* Stated problem: Rewrite the listing below, changing every "fattest" to "widest" and keeping everything else as it is.
Supplied records start
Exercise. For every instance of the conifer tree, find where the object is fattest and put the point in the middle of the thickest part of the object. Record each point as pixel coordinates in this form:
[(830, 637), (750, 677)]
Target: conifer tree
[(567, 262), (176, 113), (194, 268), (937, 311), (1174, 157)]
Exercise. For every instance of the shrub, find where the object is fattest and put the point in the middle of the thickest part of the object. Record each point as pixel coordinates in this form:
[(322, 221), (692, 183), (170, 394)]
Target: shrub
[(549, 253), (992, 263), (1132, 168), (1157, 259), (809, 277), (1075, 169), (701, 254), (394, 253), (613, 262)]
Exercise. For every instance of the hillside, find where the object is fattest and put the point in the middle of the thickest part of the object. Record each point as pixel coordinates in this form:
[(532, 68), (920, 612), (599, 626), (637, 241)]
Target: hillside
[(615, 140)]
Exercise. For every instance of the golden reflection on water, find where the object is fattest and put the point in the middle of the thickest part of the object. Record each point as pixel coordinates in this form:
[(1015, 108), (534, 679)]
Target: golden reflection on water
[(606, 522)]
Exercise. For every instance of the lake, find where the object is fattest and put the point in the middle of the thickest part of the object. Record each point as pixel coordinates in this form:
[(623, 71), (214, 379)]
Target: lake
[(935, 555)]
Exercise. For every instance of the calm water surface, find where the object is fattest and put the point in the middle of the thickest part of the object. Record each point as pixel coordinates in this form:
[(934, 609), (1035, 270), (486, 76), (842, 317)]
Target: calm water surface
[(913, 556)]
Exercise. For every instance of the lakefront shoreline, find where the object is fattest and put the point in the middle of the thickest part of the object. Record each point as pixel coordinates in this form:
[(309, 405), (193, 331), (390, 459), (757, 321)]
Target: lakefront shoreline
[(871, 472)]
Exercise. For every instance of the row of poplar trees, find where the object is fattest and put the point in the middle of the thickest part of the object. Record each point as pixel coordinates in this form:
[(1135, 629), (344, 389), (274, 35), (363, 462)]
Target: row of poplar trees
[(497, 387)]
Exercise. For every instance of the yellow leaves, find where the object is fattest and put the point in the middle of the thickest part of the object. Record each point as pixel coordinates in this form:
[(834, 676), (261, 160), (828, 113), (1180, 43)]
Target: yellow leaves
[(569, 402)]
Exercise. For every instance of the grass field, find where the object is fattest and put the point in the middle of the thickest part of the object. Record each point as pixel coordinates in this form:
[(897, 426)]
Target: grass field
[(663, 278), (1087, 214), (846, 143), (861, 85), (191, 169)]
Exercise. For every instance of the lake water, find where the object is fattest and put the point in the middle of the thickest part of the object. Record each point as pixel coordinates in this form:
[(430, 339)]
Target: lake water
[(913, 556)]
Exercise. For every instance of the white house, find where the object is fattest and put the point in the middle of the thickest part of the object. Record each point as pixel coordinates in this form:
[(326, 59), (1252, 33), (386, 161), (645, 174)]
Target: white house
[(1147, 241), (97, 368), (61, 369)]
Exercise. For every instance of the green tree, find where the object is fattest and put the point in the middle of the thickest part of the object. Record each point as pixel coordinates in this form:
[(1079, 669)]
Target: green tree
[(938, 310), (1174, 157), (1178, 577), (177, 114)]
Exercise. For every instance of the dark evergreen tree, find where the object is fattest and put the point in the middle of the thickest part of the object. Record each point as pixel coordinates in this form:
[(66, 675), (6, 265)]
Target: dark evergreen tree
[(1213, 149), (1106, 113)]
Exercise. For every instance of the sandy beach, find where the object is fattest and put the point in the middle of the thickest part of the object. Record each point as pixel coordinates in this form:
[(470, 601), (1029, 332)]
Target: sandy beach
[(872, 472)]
Supplied records end
* Solution to the exercise:
Exercise. For every instance of the conifer tree, find where the object is widest and put the point in the middle of the thickest part of the object. Record each point as pixel coordinates in this form:
[(830, 637), (750, 677)]
Target: conifer tree
[(567, 262), (176, 113), (194, 268), (937, 311), (1174, 157)]
Exercise. For every instance of the shrub, find where the object is widest and put the point in the middle of the thickest part of the object. Record each point as pixel coordinates in this form:
[(322, 221), (692, 183), (170, 394)]
Target: shrub
[(549, 253), (992, 263), (1132, 168), (1157, 259), (809, 277), (1075, 169), (701, 254), (394, 253), (613, 262)]
Exercise. For every instance of the hillside, find where the object is widest and put the point in the middle of the thickest part of the object. Record each point as pixel coordinates in this form:
[(532, 68), (920, 612), (599, 626), (637, 241)]
Target: hillside
[(615, 140)]
Exercise. For every instance of the golden reflection on water, find where the object is widest and put the point in the middle of the thickest part of the object. Record each point as pixel coordinates in this form:
[(1015, 108), (534, 679)]
Target: golden reflection on water
[(606, 522)]
Exercise. For every instance of the lake, find where the object is widest and put the point in the middle of the thickest part of the object. Record each point as pixel coordinates in this form:
[(623, 71), (214, 379)]
Target: lake
[(935, 555)]
Exercise. For every instance of the calm water surface, find where the object is widest and put the point in the middle of the thickest part of the object. Record each point as pixel coordinates in this form:
[(934, 609), (1035, 270), (486, 76), (842, 317)]
Target: calm water surface
[(913, 556)]
Exercise. For every instance of the lakefront shoreline, find where the object is widest and put the point in the middle of the thickest part of the object. Record each point as pixel coordinates in this form:
[(309, 405), (193, 331), (390, 459), (757, 321)]
Target: lakefront shoreline
[(871, 472)]
Exercise. For every instance of the row of poplar trees, find where the object is widest and put the point in the middle of the thickest part of the object. Record each point as pixel coordinates in this form:
[(1135, 629), (344, 389), (274, 35), (363, 462)]
Target: row of poplar trees
[(497, 387)]
Exercise. For every instance of the yellow leaves, find where the object is widest and put the point in the middle of the thickest part of the object. Record each point as pixel coordinates in this form:
[(834, 676), (261, 160), (828, 113), (1180, 43)]
Target: yellow leaves
[(569, 402)]
Exercise. For every instance of the grass field, find where the object is widest and put the point in the middle of the thickest part of the object. Record each point as pixel coordinates in this form:
[(897, 426)]
Target: grass field
[(663, 278), (1087, 214), (846, 143), (861, 85), (191, 169)]
Exercise. For every instance of the lake water, find where the object is widest and put the point in the middle of the thickest part of the object. Record each point as pixel coordinates in this form:
[(430, 339)]
Target: lake water
[(913, 556)]
Exercise. For every instance of the white house, find where the object is widest and put the point in the middle of the thickest part of the object. Record each point as pixel coordinates in this form:
[(326, 59), (1252, 33), (386, 161), (645, 174)]
Target: white house
[(1147, 241), (97, 368), (61, 369)]
Exercise. For every instance of the green tree, find where the object is widest and put the point in the middle of the thickest part of the object. Record each point as pixel coordinates in this form:
[(1079, 669)]
Target: green tree
[(938, 310), (1174, 157), (1178, 577), (177, 114)]
Exercise. For every instance of the dark evergreen tree, find where the object is widest and put the point in the middle of the thickest part of the object. Record each point as pixel coordinates in this form:
[(66, 675), (6, 265)]
Target: dark evergreen tree
[(1213, 149), (1106, 113)]
Exercise. For every instance of the sandy beach, find where the object is widest and put the point in the middle of the thickest part of the object. Record each point as pixel coordinates in this form:
[(470, 601), (1029, 332)]
Target: sandy beach
[(872, 472)]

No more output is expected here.